* Source data *

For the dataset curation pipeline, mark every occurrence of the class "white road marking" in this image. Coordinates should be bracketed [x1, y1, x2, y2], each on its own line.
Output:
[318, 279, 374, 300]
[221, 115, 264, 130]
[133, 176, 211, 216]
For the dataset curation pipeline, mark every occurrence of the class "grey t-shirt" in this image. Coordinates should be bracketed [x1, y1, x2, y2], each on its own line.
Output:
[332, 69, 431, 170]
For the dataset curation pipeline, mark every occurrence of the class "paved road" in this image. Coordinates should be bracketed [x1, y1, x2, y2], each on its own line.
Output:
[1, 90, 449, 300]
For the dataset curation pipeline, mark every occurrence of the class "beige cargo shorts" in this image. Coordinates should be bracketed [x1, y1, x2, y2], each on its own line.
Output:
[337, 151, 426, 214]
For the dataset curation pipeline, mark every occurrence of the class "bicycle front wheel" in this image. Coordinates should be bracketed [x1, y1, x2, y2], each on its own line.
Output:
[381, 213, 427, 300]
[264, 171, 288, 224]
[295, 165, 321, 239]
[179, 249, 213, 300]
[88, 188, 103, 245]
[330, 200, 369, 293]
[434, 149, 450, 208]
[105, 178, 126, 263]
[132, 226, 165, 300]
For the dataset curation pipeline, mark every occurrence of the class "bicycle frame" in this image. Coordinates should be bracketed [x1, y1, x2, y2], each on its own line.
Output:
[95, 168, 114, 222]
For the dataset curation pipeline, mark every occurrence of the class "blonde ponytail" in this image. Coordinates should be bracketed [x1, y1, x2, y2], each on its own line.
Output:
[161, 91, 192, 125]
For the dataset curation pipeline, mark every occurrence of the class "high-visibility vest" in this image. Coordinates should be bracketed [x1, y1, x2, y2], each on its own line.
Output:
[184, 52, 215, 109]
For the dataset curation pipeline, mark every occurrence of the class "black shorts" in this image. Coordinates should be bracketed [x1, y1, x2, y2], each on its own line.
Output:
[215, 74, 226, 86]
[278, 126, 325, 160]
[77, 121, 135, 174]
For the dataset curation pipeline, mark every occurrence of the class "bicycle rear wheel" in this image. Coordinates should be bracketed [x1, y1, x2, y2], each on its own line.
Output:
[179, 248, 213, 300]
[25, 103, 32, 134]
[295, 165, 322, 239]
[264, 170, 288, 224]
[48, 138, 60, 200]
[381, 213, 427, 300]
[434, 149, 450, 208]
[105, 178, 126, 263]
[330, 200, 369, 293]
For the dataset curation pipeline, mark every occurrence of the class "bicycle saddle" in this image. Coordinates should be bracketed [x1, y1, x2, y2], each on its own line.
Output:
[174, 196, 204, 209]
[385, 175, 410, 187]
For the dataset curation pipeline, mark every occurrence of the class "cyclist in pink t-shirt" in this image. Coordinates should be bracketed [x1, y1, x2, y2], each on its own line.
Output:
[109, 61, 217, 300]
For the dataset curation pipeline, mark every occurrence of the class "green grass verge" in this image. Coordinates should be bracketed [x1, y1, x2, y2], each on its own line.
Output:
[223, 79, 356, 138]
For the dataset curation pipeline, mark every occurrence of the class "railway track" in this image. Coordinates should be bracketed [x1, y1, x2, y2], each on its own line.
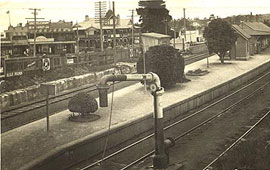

* What to produce *
A verbatim copy of the material, pictures excluded, is what must be produced.

* Solution *
For the dataset curation pipeline, mark every occurrence of the class "white road marking" in this image. Coordinates should be bracketed [x1, y1, x2, y2], each on its own line.
Output:
[318, 279, 374, 300]
[221, 115, 264, 130]
[133, 176, 211, 216]
For the dataset curation pipeline, mark every occurrence of the class "grey t-shirt" in this image. Coordinates should be bracketed [x1, y1, x2, y2], each on its own line.
Output:
[332, 69, 431, 170]
For the dataset curation pipeline, mark every occurrence of the class "paved road" in this image. Coordinates should be bracketed [x1, y1, x2, y2], each on its own line.
Output:
[1, 90, 449, 300]
For the dataset curation pipeline, mark every occurrence of the class "beige cargo shorts" in this image. Coordinates should be bracketed [x1, y1, x2, y2], each on its own line.
Output:
[337, 151, 426, 214]
For the dataset curation pipeline, mark every occurrence of the class "bicycle front wheel" in this image. Coordinates should be bracketed [x1, y1, x2, y2], each on its own line.
Output:
[381, 213, 427, 300]
[264, 171, 288, 224]
[295, 165, 321, 239]
[179, 249, 213, 300]
[88, 188, 103, 245]
[330, 200, 369, 293]
[434, 149, 450, 208]
[105, 178, 126, 263]
[132, 226, 165, 300]
For the dataset curation pipeline, mark every occurrence of the class "bicycle frame" in this image. Coordinates should be bracketed [x1, y1, x2, y2], each on its own line.
Output:
[95, 168, 114, 222]
For the dataset curation pipeline, mark every occurrence of the class "blonde ponytail" in this image. Coordinates should be bracketed [x1, y1, x2, y2], each on its own line.
Output:
[161, 91, 192, 125]
For the dataset curation pipeline, mark every occurrence of the class "high-visibility vest" in this image. Coordinates should be bracketed [x1, y1, x2, y2], each on its own line.
Output:
[184, 52, 215, 109]
For the dataset curation pipeline, mark every occurrence of the class "black shorts" in this image. Coordinates should be bracketed [x1, y1, x2, y2], each on its own line.
Output:
[215, 74, 226, 86]
[278, 126, 325, 160]
[77, 121, 135, 174]
For the dataset curation pipeline, mark every occurrence of the class "bicycle rear wheel" in this image. Coordinates should be bracketed [x1, y1, x2, y2], each on its own line.
Output:
[179, 248, 213, 300]
[25, 103, 32, 134]
[295, 165, 322, 239]
[264, 170, 288, 224]
[48, 138, 60, 200]
[381, 213, 427, 300]
[434, 149, 450, 208]
[105, 178, 126, 263]
[330, 200, 369, 293]
For the dataset curation pipeline, mark every occurrence of the class "bicycle saddle" in this image. Coordinates should be bracketed [x1, y1, x2, y2], each on its own line.
Output:
[174, 196, 204, 209]
[385, 175, 410, 187]
For the dataset curation pipeline, mark every occurrence of the class "cyclist in pink t-shirt" in this image. Coordinates should be bracketed [x1, y1, x2, y2], each on its own line.
Output:
[109, 61, 217, 300]
For the dataset curation pipeline, mark every occurrence of the class "green grass verge" in this image. Coordinates should be bracketed [x1, y1, x2, y2], each on its own line.
Output:
[223, 79, 356, 138]
For the dataset curation pipeline, mark every occurrence of the class "railway track" in this image. Coordinates should be bracketed [x1, y1, x2, y2], each on its own line.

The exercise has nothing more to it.